↓↓↓

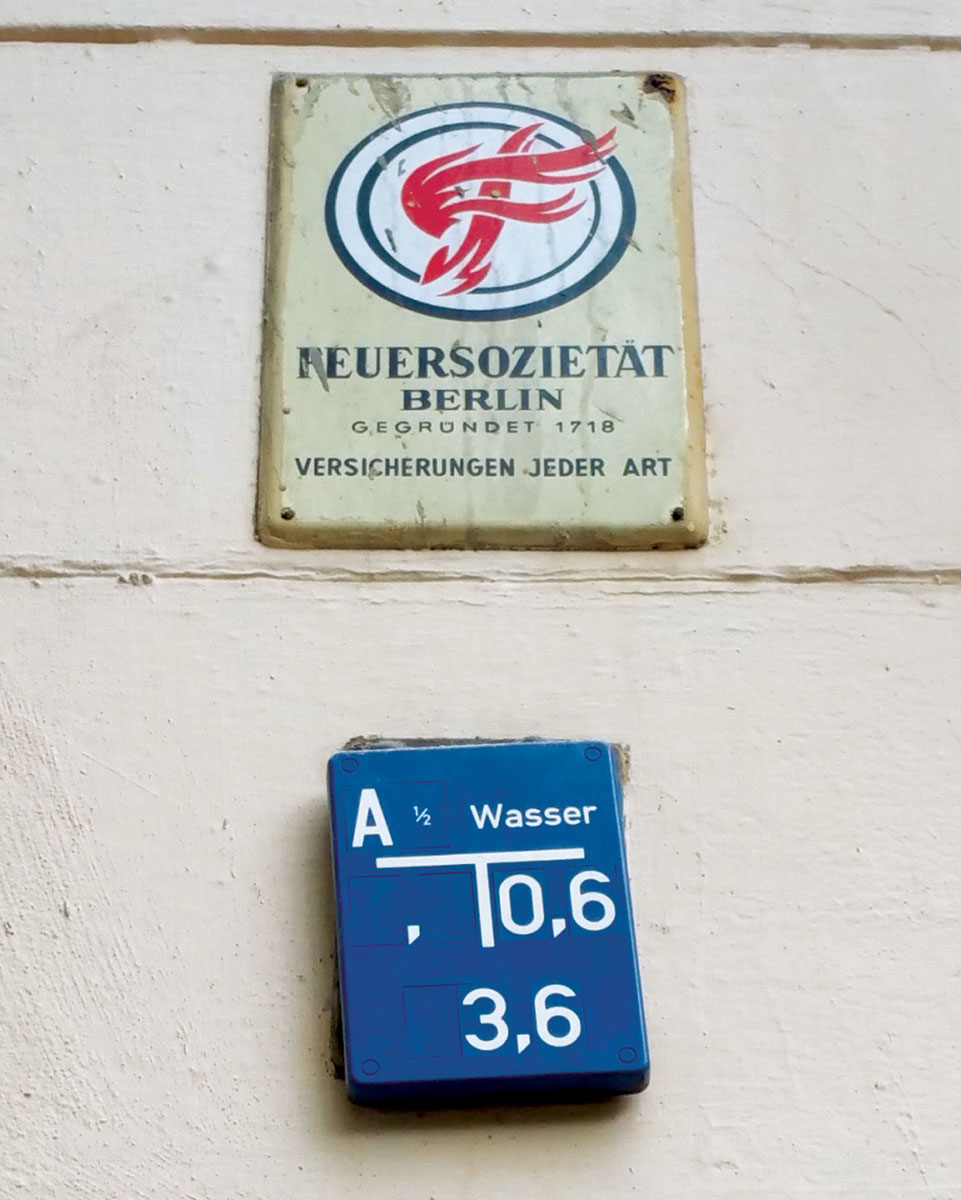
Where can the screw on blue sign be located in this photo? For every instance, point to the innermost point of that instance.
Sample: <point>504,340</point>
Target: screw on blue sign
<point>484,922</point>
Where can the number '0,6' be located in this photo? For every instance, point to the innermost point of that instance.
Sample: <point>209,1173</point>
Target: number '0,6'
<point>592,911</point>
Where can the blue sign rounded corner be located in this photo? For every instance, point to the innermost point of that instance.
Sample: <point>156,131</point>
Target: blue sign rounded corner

↑↑↑

REQUIREMENT
Can you reproduce every line of the records above word for word, leaving out the pictures?

THE SOLUTION
Where can the screw on blue sign be located in this photo? For every instance, point to the innermost point of that instance.
Sample: <point>504,340</point>
Target: screw on blue sign
<point>484,922</point>
Where can the number '0,6' be located in this photo? For every instance, point to the innermost point of that instance.
Sample: <point>209,1173</point>
Target: number '0,6'
<point>592,911</point>
Where can the blue sign rounded corner be located in this photo? For every instance, point to the innermost point of that instance.
Sample: <point>156,131</point>
Target: blue sign rounded corner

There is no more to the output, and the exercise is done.